→ Texte de lecture
- - - - - - -

Visité, pendant la matinée, le Trésor des Latins.

C’est, dans des sacristies dépendantes de la grande église franciscaine, un amas de richesses. Depuis le moyen âge, des rois, des empereurs, des peuples, n’ont cessé d’envoyer des présents magnifiques vers cette Jérusalem dont le prestige immense est aujourd’hui si près de mourir.

On nous montre de grands revêtements d’autel qui sont des plaques d’argent et d’or ; des flambeaux d’argent hauts de dix pieds ; des croix de diamant et des ciboires d’or émaillé ; une « exposition » pour le Saint-Sacrement, en or et pierreries, offerte jadis par un roi de Naples et pouvant valoir de quatre à cinq millions.

Dans des séries d’armoires, des costumes sans prix, pour les prêtres, s’alignent, enveloppés de mousselines et étiquetés : « don de la république de Venise » ; « don de l’Autriche » ou « don de l’Italie ». Rigides et somptueuses choses, qui semblent brodées par des fées patientes, dans toute la magnificence et la pureté des différents styles anciens. Le dernier des dons de la France est une suite d’ornements, brodés d’abeilles d’or en haut relief sur drap d’or, qui ne servirent qu’une fois, le jour du mariage de Napoléon III, à Notre-Dame de Paris. Il y a une vénérable chasuble alourdie de cristal de roche et de pierres fines, qui paraît dater des croisades. Une autre, qui date de la Renaissance espagnole, – et qui est loin d’être la plus belle de cette collection prodigieuse – vient de rentrer ces jours-ci au Trésor : on l’avait envoyé réparer dans un couvent de nonnes, et la réparation, qui a coûté quinze mille francs, a duré cinq années.

- - - - - - -

→ Documents sources
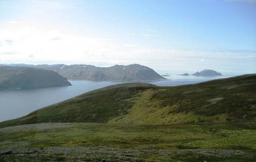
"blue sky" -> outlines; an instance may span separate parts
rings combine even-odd
[[[0,0],[0,64],[256,73],[255,0]]]

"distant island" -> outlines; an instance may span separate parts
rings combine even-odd
[[[98,67],[86,64],[27,64],[27,66],[25,64],[2,65],[12,66],[18,65],[20,66],[52,70],[71,80],[131,81],[158,81],[166,79],[153,69],[138,64],[127,66],[117,64],[109,67]]]
[[[208,69],[205,69],[199,72],[198,71],[191,75],[194,76],[222,76],[222,75],[220,73],[218,73],[216,71]],[[186,73],[180,75],[188,76],[189,74]]]
[[[71,85],[66,78],[53,70],[0,66],[0,90]]]

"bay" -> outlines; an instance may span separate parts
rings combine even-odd
[[[176,86],[230,76],[232,76],[203,77],[172,75],[165,76],[169,79],[166,81],[143,82],[159,86]],[[41,108],[90,91],[108,86],[125,83],[111,81],[69,81],[72,86],[0,91],[0,122],[25,116]]]

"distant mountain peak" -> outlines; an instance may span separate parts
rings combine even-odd
[[[198,71],[196,72],[191,74],[192,75],[195,76],[221,76],[222,75],[220,73],[218,73],[216,71],[205,69],[202,71],[201,71],[200,73]]]

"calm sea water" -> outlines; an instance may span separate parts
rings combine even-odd
[[[176,86],[194,84],[232,76],[202,77],[173,75],[171,80],[145,82],[159,86]],[[60,102],[84,93],[124,82],[69,81],[68,87],[0,91],[0,122],[24,116],[40,108]]]

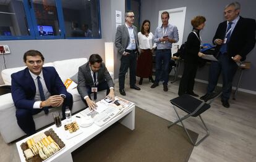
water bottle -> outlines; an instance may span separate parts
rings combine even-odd
[[[67,123],[70,123],[72,121],[71,111],[69,109],[69,107],[66,107],[65,116],[66,116]]]

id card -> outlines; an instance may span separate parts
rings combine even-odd
[[[223,41],[223,44],[226,44],[226,43],[227,42],[227,38],[225,38],[225,39],[224,39],[224,41]]]
[[[97,87],[92,87],[92,92],[97,92],[98,88]]]

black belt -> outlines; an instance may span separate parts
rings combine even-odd
[[[135,53],[137,51],[137,50],[136,49],[132,49],[132,50],[126,49],[124,51],[126,51],[126,52],[129,52],[129,53]]]
[[[169,52],[171,51],[171,49],[158,49],[157,51],[161,51],[161,52]]]

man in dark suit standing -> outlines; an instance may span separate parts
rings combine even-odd
[[[46,32],[45,31],[43,31],[43,26],[39,26],[39,35],[40,36],[46,36]]]
[[[226,21],[219,25],[213,39],[217,45],[215,57],[218,62],[211,62],[207,93],[200,97],[208,100],[215,95],[213,92],[221,71],[223,79],[221,102],[226,108],[229,107],[228,100],[237,64],[246,59],[255,44],[255,20],[240,16],[240,4],[235,2],[224,9]]]
[[[72,109],[73,98],[54,67],[43,67],[45,58],[38,51],[30,50],[23,55],[27,68],[13,73],[11,92],[16,107],[18,125],[28,135],[35,132],[33,115],[49,108],[62,105],[62,118],[65,108]]]
[[[138,31],[134,22],[134,14],[131,10],[126,12],[126,23],[116,30],[115,44],[121,55],[119,75],[119,92],[126,95],[124,80],[128,68],[130,69],[130,87],[140,90],[136,86],[136,61],[138,55]]]
[[[96,99],[98,91],[106,89],[107,97],[112,101],[114,100],[113,80],[98,54],[91,55],[89,61],[79,67],[77,78],[78,91],[90,110],[97,106],[90,99],[92,92]]]

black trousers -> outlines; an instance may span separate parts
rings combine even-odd
[[[179,95],[193,92],[197,67],[197,63],[195,63],[195,62],[185,61],[182,77],[179,83]]]
[[[137,52],[132,52],[129,55],[122,56],[119,75],[119,89],[124,89],[124,81],[128,68],[130,69],[130,86],[132,87],[136,83],[137,57]]]

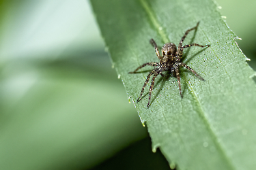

- - - - - - -

Répondez aux trois questions suivantes d'après le texte sur le Trésor des Latins.
1. Par qui l'« exposition » pour le Saint-Sacrement a-t-elle été offerte ?
2. Lors de quel événement les ornements brodés d'abeilles d'or ont-ils servi ?
3. Combien de temps a duré la réparation de la chasuble de la Renaissance espagnole ?

1. Par un roi de Naples.
2. Le jour du mariage de Napoléon III, à Notre-Dame de Paris.
3. Cinq années.